Source text
..........

As the OP uses a 6D II, it's not a question if they will see a massive jump in IQ. Just in terms or DR and noise that's absolutely the case, and almost doubling the resolution in the case of the R5 would definitely improve overall IQ.

@ADW I don't have personal experience with any of these lenses, but as they all appear to be version one lenses it is safe to say that the RF versions would perform better. The real question is whether for your use cases you would get enough of a benefit to compensate the compromises - But as of right now we have no idea what those may even be. For all we know, the R5s may just be a straight upgrade over the R5. Really the only potential downsides are FPS (At twice the resolution of the R5, it would do 10 FPS if they kept the throughput the same) and price.

You say you print 24" X 16" with your 26 MP 6D II? That means you print at 260 dpi currently. The R5 would allow you take that to 340 and the R5s to 480. If printing is your main concern, you could at least evaluate that even today without purchasing any new product.

..........

Stated task a
From the camera thread, duplicate the passage between "As the OP uses" and "improve overall IQ.", inclusive.

Extracted entries
..........

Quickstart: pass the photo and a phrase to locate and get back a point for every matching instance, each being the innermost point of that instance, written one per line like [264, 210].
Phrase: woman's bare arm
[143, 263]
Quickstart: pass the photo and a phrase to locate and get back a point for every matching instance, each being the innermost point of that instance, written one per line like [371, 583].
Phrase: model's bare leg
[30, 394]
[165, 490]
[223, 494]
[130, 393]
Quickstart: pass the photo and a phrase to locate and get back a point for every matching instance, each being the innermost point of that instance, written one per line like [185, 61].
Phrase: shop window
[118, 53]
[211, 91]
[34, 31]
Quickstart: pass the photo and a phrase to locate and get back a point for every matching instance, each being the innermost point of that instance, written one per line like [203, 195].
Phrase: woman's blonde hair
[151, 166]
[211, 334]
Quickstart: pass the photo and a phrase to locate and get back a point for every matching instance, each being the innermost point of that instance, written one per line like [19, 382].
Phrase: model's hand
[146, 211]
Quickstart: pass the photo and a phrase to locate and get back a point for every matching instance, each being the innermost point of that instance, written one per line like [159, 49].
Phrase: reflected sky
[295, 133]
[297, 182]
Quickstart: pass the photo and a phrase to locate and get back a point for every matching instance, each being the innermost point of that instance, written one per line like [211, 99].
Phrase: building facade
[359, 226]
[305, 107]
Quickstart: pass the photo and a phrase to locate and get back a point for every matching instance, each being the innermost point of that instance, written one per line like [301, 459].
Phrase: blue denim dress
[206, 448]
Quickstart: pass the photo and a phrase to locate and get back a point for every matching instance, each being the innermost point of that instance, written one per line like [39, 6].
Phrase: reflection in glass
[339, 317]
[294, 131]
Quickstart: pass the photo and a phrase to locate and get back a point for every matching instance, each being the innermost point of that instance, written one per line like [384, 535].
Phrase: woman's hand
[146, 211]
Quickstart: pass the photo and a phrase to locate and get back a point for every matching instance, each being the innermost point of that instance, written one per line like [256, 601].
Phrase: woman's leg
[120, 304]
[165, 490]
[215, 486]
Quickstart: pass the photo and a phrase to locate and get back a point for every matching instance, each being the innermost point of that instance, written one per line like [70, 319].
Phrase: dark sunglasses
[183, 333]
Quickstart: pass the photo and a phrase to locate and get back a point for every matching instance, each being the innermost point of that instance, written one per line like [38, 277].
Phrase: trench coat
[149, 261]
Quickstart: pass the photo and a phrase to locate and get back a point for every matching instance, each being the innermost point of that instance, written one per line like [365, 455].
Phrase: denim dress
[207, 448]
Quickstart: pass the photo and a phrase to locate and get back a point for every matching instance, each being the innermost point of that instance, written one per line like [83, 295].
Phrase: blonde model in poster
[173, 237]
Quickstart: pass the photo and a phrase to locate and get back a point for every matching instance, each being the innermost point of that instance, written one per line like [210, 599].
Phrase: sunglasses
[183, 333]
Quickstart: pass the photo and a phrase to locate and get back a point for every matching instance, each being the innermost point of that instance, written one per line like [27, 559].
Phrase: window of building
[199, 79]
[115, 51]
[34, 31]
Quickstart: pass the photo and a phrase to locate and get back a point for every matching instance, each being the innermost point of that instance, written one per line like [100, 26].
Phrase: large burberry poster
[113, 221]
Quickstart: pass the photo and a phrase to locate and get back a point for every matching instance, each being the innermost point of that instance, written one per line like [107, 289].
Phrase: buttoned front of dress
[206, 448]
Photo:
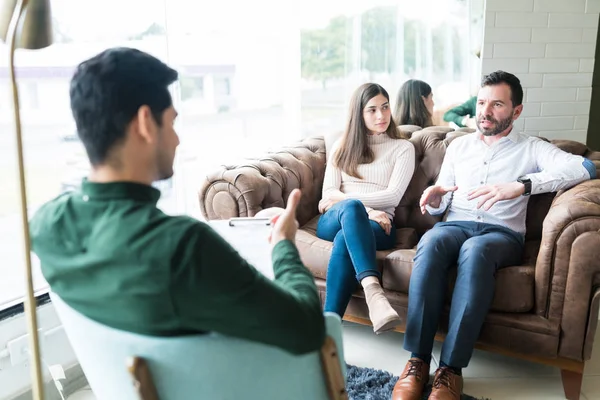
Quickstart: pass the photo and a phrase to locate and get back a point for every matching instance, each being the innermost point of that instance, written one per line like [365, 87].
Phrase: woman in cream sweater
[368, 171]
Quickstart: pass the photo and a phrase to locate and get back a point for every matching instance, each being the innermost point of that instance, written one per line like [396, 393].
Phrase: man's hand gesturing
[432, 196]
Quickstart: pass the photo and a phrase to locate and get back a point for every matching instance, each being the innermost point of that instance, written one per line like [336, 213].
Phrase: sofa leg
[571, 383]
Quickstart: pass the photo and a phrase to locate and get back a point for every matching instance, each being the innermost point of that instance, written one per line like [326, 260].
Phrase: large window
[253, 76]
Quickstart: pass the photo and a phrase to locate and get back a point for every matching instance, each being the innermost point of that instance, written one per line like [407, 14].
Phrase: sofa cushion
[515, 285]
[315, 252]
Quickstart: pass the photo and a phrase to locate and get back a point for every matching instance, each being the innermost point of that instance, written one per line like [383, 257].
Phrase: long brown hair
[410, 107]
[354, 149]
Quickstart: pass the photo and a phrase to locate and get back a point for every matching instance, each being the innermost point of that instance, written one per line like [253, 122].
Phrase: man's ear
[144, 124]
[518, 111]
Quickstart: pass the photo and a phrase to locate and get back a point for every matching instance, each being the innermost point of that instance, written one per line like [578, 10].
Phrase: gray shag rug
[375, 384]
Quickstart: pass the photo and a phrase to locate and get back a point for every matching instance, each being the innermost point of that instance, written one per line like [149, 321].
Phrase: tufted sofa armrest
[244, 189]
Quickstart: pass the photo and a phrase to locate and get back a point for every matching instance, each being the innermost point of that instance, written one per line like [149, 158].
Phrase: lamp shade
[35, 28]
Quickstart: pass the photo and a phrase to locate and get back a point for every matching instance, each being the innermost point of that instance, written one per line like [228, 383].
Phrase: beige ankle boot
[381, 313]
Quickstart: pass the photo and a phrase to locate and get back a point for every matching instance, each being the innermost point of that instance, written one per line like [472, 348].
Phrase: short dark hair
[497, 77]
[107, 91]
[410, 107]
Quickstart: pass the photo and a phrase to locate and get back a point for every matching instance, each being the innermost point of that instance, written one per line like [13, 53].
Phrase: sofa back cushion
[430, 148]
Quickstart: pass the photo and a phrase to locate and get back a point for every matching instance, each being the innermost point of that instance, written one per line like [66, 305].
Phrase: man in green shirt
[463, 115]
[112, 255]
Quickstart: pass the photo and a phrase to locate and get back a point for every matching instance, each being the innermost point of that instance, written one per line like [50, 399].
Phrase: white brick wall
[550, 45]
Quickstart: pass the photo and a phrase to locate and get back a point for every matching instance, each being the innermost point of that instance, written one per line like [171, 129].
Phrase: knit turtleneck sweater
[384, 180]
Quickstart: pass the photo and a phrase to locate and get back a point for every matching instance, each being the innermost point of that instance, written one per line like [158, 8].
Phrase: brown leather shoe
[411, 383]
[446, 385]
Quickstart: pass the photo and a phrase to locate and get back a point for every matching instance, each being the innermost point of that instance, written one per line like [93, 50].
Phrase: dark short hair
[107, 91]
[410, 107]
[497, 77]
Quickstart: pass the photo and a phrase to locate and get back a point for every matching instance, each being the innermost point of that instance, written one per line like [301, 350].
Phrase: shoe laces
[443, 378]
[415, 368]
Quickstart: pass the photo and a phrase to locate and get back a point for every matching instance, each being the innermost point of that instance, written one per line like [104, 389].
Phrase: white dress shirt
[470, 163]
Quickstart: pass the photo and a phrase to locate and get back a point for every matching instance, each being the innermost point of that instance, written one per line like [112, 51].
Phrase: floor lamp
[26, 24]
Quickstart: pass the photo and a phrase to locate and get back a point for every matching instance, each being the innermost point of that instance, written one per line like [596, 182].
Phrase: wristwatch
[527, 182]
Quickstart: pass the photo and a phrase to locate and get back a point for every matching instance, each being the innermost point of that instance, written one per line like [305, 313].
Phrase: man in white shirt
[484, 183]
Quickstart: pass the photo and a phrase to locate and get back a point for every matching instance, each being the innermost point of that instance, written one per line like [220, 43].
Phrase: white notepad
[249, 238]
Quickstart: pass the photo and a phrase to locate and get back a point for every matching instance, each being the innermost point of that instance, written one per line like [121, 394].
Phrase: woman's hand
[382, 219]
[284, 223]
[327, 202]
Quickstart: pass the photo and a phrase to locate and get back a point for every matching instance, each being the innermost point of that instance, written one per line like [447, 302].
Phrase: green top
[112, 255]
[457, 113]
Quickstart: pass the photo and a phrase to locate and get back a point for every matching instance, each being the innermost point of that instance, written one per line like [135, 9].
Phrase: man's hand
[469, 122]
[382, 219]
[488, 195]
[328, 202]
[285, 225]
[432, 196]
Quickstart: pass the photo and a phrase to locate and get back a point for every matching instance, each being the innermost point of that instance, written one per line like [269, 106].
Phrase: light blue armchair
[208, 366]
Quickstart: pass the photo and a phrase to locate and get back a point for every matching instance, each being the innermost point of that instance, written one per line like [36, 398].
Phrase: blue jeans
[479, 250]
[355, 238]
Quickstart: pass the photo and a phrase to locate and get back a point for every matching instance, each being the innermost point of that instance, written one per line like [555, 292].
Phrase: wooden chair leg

..........

Stated task b
Pull out every line of the entries that includes the string "model", and copy those lines.

Task response a
As the OP uses a 6D II, it's not a question if they will see a massive jump in IQ. Just in terms or DR and noise that's absolutely the case, and almost doubling the resolution in the case of the R5 would definitely improve overall IQ.

Task response b
Phrase: model's bare leg
Phrase: model's hand
Phrase: blonde model in poster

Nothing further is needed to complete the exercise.